Direction 1:
In the Conzelman Rd thread, which side of the bridge is open to bicyclists?
Direction 2:
Write the next part of the Conzelman Rd thread, picking up after its final line.

Provided passage:
# Conzelman Rd is open!



## eychow (Jul 8, 2011)

Been up Conzelman Rd to Hawk Hill and down around the Headlands 
The pavement is fantastic! The west side of the bridge is open to bicyclists and work is still being done on that span too. On foggy days, it's hard to see until you come right up on it.

Here's some pics from a ride out there last Weds.

Larkspur Ferry to the Marin Headlands | Ride Chronicles


----------



## chickenfried (Sep 5, 2007)

Good news! Too bad on Monday it's back to the old rules for the west sidewalk.


----------



## bushpig (Jun 24, 2006)

Just visiting the area. What were the old rules?


----------



## chickenfried (Sep 5, 2007)

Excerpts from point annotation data

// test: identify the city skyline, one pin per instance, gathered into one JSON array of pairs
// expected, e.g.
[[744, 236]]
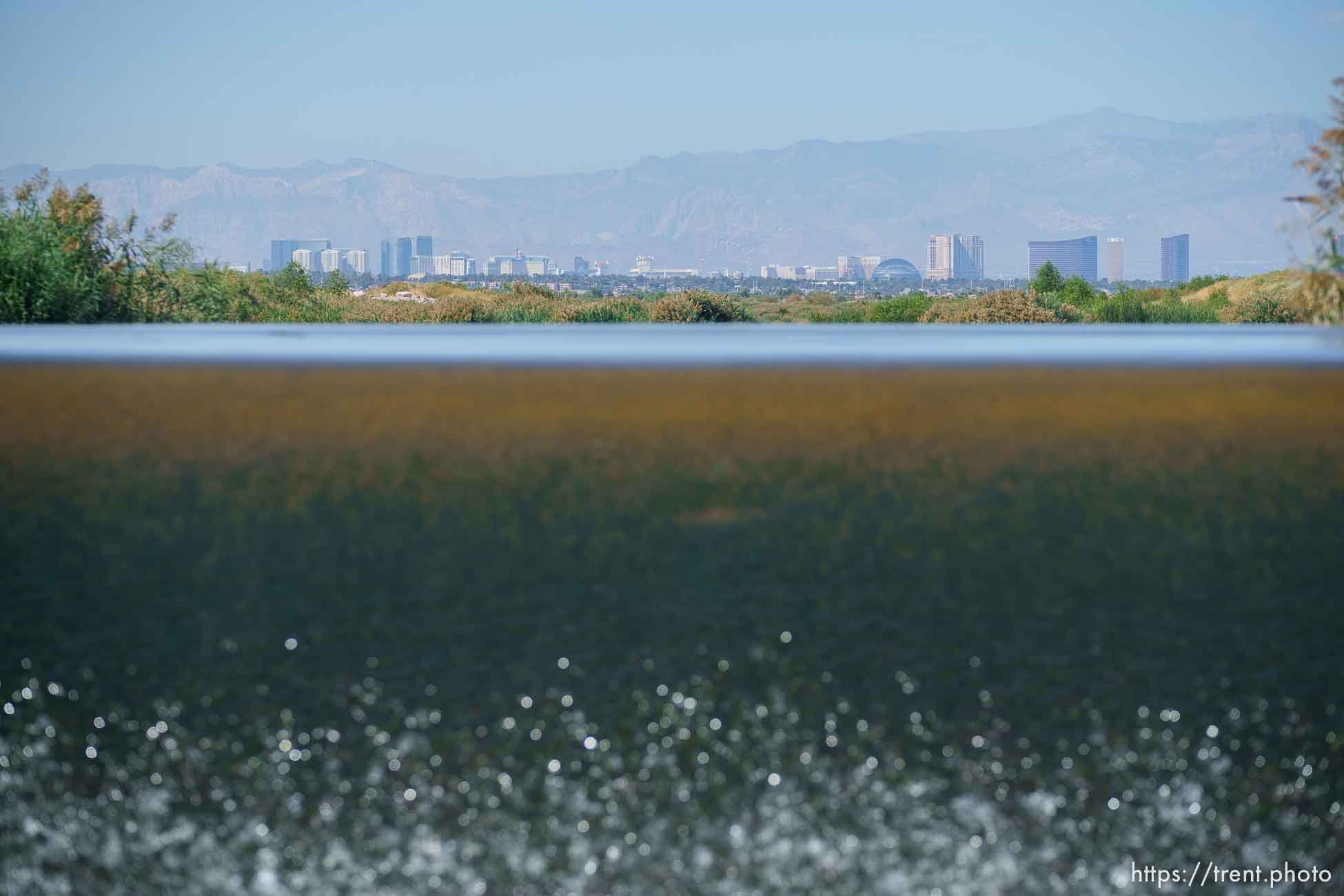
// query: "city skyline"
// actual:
[[949, 257]]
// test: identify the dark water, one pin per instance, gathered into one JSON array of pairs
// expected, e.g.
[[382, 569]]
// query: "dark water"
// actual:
[[738, 672]]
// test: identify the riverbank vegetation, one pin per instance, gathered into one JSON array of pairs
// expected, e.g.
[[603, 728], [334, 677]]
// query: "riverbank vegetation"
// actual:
[[62, 260]]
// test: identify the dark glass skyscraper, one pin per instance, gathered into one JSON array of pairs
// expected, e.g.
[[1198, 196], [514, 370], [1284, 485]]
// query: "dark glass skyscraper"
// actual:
[[1177, 258], [405, 249], [1070, 257], [281, 250]]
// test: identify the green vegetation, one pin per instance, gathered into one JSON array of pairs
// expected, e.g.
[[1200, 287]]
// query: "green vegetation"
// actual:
[[1323, 288], [63, 261]]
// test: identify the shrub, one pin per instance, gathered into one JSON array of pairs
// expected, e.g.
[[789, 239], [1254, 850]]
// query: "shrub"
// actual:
[[460, 309], [53, 256], [1178, 312], [1004, 307], [905, 309], [1263, 309], [525, 308], [717, 309], [1062, 309], [1218, 298], [523, 289], [698, 307], [847, 314], [1121, 308], [608, 311], [673, 309]]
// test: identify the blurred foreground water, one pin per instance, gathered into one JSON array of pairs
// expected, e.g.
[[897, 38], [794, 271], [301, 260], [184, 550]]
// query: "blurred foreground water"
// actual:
[[424, 629]]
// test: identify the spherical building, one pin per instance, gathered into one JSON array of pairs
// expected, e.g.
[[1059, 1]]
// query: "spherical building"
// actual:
[[897, 272]]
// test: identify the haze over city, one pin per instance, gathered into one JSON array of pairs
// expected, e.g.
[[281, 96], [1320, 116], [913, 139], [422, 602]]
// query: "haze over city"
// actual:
[[706, 139]]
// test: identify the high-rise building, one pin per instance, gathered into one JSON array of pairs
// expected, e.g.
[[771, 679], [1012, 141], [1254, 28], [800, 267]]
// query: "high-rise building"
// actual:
[[354, 261], [405, 249], [1177, 258], [461, 265], [956, 257], [1116, 260], [281, 253], [1070, 257]]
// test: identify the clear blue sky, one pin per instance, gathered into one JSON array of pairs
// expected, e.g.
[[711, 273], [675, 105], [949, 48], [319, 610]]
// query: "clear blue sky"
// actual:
[[529, 86]]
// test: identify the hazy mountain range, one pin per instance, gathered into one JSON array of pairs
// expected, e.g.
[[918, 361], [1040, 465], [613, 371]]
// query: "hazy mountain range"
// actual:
[[1103, 172]]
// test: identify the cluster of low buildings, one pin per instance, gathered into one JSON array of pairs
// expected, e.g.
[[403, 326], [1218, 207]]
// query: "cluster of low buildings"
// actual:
[[948, 257]]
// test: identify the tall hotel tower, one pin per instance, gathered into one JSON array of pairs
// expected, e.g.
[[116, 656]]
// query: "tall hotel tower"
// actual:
[[956, 257], [1116, 260], [1177, 258]]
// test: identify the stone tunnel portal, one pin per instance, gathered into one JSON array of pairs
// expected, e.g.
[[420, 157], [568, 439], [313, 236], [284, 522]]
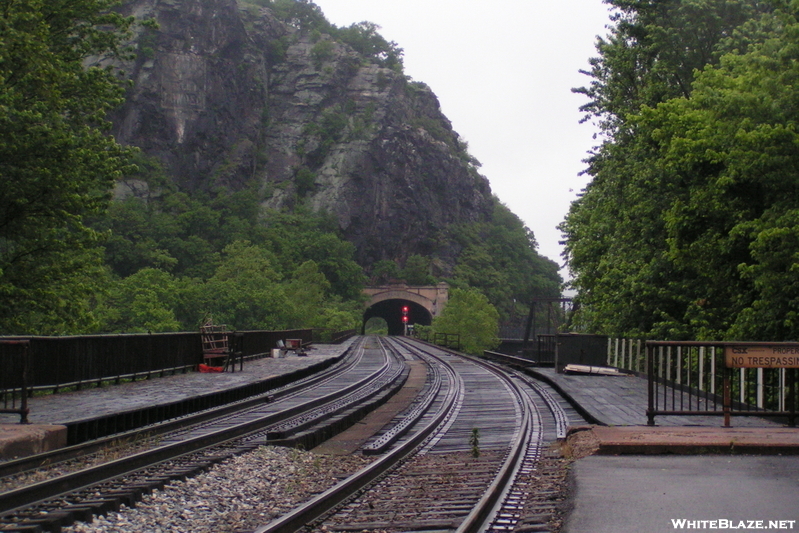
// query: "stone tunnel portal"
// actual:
[[391, 312]]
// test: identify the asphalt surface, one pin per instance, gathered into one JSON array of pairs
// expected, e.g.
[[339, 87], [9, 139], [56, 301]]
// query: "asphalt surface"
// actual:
[[651, 494]]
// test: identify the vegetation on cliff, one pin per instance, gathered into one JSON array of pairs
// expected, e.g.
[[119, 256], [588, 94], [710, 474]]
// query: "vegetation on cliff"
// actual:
[[251, 204], [57, 163], [690, 226]]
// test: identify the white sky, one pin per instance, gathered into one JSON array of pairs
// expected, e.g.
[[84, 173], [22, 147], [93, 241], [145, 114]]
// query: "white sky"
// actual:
[[503, 71]]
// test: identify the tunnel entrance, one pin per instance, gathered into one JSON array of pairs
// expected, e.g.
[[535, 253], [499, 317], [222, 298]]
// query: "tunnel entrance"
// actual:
[[392, 312]]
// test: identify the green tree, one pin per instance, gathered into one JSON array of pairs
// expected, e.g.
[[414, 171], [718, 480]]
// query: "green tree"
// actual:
[[469, 314], [246, 292], [57, 165], [144, 301], [687, 230], [500, 259]]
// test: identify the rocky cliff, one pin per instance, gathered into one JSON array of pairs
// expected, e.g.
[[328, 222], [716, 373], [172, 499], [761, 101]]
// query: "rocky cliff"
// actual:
[[226, 94]]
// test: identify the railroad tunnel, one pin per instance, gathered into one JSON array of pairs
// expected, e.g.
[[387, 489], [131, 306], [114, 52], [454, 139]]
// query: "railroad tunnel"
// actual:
[[392, 312]]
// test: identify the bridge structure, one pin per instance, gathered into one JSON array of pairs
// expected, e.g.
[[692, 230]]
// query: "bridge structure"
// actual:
[[391, 302]]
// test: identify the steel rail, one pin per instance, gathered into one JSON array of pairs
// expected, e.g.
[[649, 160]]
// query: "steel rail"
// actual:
[[483, 512], [526, 443], [328, 500], [48, 459], [25, 497]]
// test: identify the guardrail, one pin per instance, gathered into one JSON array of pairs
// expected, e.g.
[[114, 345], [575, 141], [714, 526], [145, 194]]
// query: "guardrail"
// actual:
[[702, 378], [14, 378], [55, 363]]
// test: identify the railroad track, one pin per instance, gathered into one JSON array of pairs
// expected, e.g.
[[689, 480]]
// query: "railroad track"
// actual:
[[429, 471], [459, 460], [306, 411]]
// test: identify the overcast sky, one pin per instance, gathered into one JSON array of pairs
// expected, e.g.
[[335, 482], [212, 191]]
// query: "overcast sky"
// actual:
[[503, 71]]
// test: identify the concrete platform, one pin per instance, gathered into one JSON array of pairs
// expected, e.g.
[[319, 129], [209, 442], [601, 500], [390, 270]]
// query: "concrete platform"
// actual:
[[21, 440], [622, 401], [53, 416], [689, 440]]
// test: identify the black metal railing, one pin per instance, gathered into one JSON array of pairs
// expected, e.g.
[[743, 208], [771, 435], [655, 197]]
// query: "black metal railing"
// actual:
[[15, 364], [77, 361], [692, 379]]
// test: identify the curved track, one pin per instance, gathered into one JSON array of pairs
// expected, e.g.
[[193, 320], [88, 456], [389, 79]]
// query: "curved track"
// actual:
[[452, 462], [367, 374]]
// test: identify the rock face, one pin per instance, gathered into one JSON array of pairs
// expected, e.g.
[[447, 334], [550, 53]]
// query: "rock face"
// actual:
[[228, 95]]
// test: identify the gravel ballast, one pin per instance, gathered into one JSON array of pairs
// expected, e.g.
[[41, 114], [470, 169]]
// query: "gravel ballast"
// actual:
[[236, 495]]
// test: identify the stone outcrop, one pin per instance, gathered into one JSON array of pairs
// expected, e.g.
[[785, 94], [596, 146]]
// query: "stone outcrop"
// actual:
[[227, 95]]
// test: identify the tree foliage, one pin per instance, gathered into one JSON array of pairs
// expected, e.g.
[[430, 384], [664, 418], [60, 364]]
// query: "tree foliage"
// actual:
[[500, 259], [57, 164], [469, 314], [688, 229]]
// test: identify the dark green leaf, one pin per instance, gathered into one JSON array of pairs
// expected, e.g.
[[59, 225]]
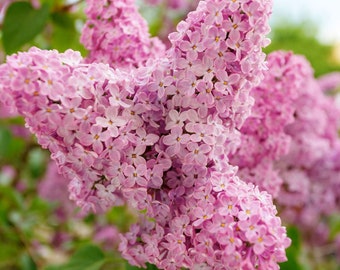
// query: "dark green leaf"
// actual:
[[293, 251], [21, 24]]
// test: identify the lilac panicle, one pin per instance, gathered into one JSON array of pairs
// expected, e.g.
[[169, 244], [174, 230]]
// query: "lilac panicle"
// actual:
[[158, 138], [116, 34]]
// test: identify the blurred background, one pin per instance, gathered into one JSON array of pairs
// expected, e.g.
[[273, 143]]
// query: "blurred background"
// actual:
[[39, 227]]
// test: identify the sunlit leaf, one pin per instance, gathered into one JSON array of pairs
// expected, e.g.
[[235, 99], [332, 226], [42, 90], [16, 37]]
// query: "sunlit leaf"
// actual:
[[21, 24]]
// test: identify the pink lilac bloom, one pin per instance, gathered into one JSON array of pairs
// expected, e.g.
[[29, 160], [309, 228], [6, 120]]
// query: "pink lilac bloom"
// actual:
[[161, 179], [310, 170], [263, 137], [329, 81], [116, 34], [53, 188]]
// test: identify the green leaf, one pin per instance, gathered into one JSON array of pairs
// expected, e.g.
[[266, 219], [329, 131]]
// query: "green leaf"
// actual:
[[11, 148], [27, 263], [86, 258], [21, 24], [64, 33]]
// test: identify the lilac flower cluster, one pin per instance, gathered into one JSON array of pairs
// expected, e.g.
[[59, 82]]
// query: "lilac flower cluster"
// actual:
[[311, 168], [116, 34], [330, 81], [157, 137], [263, 137]]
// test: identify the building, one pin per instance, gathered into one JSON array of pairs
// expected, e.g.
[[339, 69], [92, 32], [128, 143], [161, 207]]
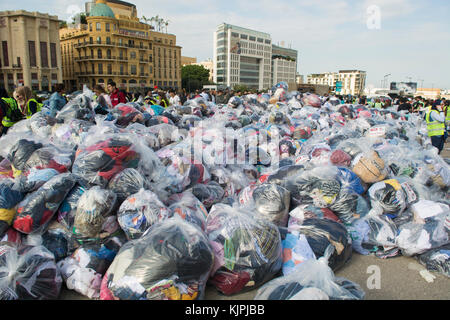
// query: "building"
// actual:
[[187, 60], [242, 57], [284, 65], [30, 50], [428, 93], [116, 46], [343, 82]]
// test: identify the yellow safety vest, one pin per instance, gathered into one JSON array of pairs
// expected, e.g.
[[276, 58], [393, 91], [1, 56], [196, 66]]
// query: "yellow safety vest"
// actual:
[[435, 128]]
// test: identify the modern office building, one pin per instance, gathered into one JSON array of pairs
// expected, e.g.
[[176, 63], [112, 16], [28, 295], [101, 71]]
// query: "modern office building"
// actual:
[[343, 82], [284, 65], [115, 45], [30, 52], [242, 57]]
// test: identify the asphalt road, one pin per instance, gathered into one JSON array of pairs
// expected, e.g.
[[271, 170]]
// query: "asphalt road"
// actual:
[[399, 278]]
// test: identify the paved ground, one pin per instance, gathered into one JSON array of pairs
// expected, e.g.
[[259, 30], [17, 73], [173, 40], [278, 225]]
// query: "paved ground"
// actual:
[[400, 278]]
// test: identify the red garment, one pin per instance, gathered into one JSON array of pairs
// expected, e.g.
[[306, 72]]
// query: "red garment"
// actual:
[[117, 97]]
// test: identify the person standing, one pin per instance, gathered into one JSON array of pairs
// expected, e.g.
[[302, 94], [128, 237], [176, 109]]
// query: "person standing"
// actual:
[[115, 95], [10, 112], [25, 101], [174, 99], [57, 100], [435, 119]]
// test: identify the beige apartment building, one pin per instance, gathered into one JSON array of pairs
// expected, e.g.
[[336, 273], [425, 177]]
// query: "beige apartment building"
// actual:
[[116, 46], [352, 82], [30, 52]]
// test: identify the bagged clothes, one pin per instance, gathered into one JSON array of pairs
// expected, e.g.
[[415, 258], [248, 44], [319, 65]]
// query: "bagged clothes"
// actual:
[[272, 202], [139, 212], [320, 233], [36, 179], [189, 208], [126, 183], [95, 217], [247, 249], [10, 196], [391, 196], [437, 260], [208, 194], [38, 208], [28, 273], [296, 250], [311, 280], [84, 269], [20, 153], [423, 234], [68, 209], [370, 168], [171, 261], [374, 234]]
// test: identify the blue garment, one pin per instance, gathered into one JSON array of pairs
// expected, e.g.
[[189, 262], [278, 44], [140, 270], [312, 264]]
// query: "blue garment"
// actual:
[[56, 103]]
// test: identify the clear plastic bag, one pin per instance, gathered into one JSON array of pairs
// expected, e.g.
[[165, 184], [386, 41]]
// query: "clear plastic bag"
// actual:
[[28, 273], [139, 212], [95, 217], [311, 280], [247, 249], [171, 261], [37, 209]]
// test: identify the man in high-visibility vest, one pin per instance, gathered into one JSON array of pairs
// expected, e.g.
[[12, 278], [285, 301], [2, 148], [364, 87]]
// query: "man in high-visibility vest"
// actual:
[[26, 103], [435, 119], [12, 113]]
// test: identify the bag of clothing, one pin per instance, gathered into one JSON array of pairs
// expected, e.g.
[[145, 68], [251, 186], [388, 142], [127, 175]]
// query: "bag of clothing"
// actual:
[[272, 202], [20, 153], [68, 209], [28, 273], [38, 208], [171, 261], [84, 269], [320, 233], [139, 212], [10, 196], [95, 218], [437, 260], [247, 249], [189, 208], [369, 167], [311, 280], [126, 183]]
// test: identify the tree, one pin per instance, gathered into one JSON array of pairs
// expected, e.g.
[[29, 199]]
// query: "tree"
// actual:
[[194, 77]]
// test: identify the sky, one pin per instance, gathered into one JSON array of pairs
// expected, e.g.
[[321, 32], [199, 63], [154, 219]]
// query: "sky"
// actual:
[[408, 39]]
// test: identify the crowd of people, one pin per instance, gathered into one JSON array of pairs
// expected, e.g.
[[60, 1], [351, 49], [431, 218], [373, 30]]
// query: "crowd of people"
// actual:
[[23, 104]]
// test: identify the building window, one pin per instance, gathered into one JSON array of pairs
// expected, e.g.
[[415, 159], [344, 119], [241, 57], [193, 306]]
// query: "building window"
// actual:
[[5, 53], [44, 55], [32, 53], [53, 55]]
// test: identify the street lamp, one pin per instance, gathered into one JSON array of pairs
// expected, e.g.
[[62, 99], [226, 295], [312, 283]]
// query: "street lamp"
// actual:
[[385, 80]]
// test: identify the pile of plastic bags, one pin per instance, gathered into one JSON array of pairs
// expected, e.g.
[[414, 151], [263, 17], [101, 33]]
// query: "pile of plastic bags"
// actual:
[[271, 192]]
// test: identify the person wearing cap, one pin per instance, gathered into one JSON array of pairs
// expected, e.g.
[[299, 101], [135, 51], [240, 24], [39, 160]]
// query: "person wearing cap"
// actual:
[[115, 95], [435, 119], [9, 112], [28, 105]]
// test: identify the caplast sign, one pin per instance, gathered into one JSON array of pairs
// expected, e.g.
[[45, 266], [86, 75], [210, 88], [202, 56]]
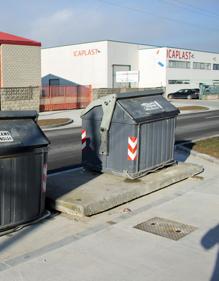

Written answer 1:
The west side.

Written answer 2:
> BICYCLISTS RETURN TO REGULAR USE PATTERNS which are: weekends: bikes are on the west sidewalk and on weekdays bikes are on east sidewalk all hours except 3:30 pm to sunset they are on the west sidewalk.]


----------



## singlespeed.org (Feb 14, 2006)

chickenfried said:


> Good news! Too bad on Monday it's back to the old rules for the west sidewalk.


I didn't think they were that close to finishing the work on the East Sidewalk. Thanks for the heads up.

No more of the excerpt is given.